課題の内容
1. 引用文で、符号47は何を表していますか。
2. 引用文のうち、「プラズマ拡張室16内部のプラ」から始まり「くなるように構成されている。」で終わる部分を一字一句そのまま書き写してください。

引用文
■ ■ ■

プラズマ拡張室16内部のプラズマから放出された電子は、多数の放出孔36からイオン化室25の内部に放射され、クラスターを電離してクラスターイオンを生成する。
【0035】
このイオンビーム装置2でも、プラズマ拡張室16には、差圧用真空排気系47が接続されており、プラズマ拡張室16の内部の圧力がプラズマ生成室15の内部の圧力よりも低くなるように構成されている。
【0036】
なお、プラズマ拡張室16の壁面に差圧調整用の貫通孔を設け、その貫通孔によって真空槽11の内部雰囲気と接続したり、更に、その貫通孔に開度調整可能のバルブを設けることで、プラズマ拡張室16内の圧力を調節することができる。図1〜図3の符号Aは、そのような貫通孔やバルブを設ける位置を示している。この位置Aはイオン化室25の外部にあり、プラズマ拡張室16の内部空間を、真空槽11内部空間であってイオン化室25の外部空間に接続するようになっている。
【0037】
なお、本発明のクラスタ用ガスは酸素ガスや塩素ガス等の活性あるいは腐食性のガスを用いることができる。
プラズマ用ガスには、アルゴンやキセノンの他、窒素ガスを用いることができる。
【図面の簡単な説明】
【0038】
【図1】本発明の一例のクラスターイオンビーム装置
【図2】そのクラスターイオンビーム装置内部のプラズマとクラスターを説明するための図
【図3】本発明の二例のクラスターイオンビーム装置
【図4】従来技術とは異なるクラスターイオンビーム装置の参考例
【図5】従来技術のクラスターイオンビーム装置
【符号の説明】
【0039】
1〜3……クラスターイオンビーム装置
11……真空槽
15……プラズマ生成室
16……プラズマ拡張室
17……通過孔
20a〜20c……電子線発生装置
28……クラスター生成装置
33、37……プラズマ生成手段
36……放出孔
47……差圧用真空排気系
53、54……プラズマ

【特許請求の範囲】
【請求項1】
プラズマ生成室と、
前記プラズマ生成室と通過孔で接続され、一面に電子引出し電極が配置されたプラズマ拡張室とを有し、
前記プラズマ生成室にはプラズマ生成手段が設けられ、
前記プラズマ生成室に導入されたプラズマ用ガスは前記プラズマ生成手段によってプラズマ化され、前記貫通孔を通って前記プラズマ拡張室内に進入するように構成され、
前記電子引出し電極には複数の放出孔が設けられ、前記プラズマ拡張室内に存するプラズマから放出された電子が前記放出孔を通って前記プラズマ拡張室の外部に放出するように構成された電子線発生装置。

■ ■ ■

提供された記録
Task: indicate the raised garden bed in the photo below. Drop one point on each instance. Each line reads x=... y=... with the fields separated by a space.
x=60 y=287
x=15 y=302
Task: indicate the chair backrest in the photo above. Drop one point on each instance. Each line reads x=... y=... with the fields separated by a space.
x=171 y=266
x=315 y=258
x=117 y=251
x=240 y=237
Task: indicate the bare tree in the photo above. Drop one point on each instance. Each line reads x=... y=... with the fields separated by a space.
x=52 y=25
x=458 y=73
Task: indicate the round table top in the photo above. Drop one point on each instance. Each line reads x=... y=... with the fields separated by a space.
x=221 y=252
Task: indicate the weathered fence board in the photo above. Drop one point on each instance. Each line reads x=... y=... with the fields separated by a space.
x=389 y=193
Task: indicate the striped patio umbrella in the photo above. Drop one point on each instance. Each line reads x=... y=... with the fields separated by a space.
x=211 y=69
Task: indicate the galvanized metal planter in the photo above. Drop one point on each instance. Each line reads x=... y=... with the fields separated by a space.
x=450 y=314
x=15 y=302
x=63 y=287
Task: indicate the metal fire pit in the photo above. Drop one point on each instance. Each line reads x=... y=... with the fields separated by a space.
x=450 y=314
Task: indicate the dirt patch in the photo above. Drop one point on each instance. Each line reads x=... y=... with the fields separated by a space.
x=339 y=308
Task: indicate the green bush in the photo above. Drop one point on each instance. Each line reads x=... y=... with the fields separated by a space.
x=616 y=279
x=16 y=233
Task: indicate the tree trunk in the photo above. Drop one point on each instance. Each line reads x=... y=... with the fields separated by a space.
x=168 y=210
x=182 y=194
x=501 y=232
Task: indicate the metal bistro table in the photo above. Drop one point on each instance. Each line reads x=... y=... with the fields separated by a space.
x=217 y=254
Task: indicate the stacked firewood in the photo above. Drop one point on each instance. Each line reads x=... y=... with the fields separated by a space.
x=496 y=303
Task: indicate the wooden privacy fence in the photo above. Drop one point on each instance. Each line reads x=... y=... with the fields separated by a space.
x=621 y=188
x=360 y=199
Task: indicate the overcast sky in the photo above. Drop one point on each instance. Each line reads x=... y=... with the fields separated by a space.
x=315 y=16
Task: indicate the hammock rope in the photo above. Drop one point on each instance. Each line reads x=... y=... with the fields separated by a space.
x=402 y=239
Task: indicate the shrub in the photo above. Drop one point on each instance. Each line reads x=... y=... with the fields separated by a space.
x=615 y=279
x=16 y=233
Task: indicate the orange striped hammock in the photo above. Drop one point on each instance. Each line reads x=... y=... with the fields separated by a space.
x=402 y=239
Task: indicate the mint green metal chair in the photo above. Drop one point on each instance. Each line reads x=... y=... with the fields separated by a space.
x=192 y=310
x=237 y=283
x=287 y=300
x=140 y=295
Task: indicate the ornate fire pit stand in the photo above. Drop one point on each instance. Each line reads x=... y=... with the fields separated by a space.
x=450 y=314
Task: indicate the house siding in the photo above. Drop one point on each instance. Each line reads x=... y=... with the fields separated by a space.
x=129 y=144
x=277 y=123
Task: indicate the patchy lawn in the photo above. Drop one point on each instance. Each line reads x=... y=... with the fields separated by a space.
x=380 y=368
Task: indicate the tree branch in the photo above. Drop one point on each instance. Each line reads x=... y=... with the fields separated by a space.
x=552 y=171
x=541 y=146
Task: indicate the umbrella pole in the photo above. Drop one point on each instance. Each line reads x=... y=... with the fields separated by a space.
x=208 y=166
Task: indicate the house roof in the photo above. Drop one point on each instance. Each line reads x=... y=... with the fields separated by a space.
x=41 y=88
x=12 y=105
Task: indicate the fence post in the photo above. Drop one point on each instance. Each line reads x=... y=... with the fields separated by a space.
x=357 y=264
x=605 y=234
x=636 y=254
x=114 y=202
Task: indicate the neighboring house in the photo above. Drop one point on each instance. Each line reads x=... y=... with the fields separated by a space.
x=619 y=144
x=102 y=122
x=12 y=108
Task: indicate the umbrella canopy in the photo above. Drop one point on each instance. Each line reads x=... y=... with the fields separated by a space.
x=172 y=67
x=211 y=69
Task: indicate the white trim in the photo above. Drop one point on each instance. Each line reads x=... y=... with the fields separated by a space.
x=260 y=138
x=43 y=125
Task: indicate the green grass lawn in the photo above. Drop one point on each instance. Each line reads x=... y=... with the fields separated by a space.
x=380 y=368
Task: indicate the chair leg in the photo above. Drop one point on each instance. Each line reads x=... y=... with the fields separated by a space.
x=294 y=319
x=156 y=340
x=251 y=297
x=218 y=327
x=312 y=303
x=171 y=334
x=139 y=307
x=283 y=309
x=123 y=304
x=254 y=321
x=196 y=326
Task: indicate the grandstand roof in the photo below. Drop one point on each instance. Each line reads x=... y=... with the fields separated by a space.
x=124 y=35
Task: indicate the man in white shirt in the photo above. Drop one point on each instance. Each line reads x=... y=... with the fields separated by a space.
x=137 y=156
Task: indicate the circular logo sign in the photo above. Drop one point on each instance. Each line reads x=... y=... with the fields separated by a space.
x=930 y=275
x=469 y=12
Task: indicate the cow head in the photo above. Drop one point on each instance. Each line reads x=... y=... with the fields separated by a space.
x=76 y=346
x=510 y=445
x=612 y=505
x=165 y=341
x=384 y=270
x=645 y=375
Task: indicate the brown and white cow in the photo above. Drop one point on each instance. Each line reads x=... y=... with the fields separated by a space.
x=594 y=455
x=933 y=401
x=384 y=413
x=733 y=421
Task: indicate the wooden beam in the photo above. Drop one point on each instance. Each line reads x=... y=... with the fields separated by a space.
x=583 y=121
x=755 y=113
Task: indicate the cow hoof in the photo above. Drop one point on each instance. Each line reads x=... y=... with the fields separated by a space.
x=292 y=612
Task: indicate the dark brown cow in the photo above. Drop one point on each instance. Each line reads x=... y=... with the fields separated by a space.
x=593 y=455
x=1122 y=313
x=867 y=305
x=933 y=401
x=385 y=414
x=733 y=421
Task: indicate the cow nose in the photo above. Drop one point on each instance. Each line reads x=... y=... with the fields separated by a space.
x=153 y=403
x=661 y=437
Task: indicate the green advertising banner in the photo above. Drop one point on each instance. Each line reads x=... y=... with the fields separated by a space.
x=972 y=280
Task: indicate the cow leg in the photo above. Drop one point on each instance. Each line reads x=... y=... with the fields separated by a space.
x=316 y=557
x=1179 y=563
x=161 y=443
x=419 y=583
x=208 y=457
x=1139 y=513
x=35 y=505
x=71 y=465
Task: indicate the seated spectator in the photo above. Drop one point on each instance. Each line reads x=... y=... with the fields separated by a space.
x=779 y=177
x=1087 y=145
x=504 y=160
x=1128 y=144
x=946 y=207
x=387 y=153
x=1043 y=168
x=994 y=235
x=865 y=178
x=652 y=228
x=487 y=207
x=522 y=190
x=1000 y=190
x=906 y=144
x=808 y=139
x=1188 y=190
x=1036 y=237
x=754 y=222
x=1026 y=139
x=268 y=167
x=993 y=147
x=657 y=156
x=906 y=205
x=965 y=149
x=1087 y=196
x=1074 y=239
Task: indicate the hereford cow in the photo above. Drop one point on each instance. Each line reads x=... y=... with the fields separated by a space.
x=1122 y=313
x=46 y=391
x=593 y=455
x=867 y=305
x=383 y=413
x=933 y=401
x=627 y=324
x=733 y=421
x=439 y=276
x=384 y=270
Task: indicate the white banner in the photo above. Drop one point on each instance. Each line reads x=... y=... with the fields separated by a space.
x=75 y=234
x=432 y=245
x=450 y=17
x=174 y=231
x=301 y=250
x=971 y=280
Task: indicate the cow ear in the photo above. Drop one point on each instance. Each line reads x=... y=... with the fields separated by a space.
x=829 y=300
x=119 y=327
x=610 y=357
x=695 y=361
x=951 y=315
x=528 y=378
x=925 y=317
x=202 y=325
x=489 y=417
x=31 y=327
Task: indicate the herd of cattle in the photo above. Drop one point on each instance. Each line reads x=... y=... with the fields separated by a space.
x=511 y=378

■ ■ ■

解答一覧
1. 差圧用真空排気系

2.
プラズマ拡張室16内部のプラズマから放出された電子は、多数の放出孔36からイオン化室25の内部に放射され、クラスターを電離してクラスターイオンを生成する。
【0035】
このイオンビーム装置2でも、プラズマ拡張室16には、差圧用真空排気系47が接続されており、プラズマ拡張室16の内部の圧力がプラズマ生成室15の内部の圧力よりも低くなるように構成されている。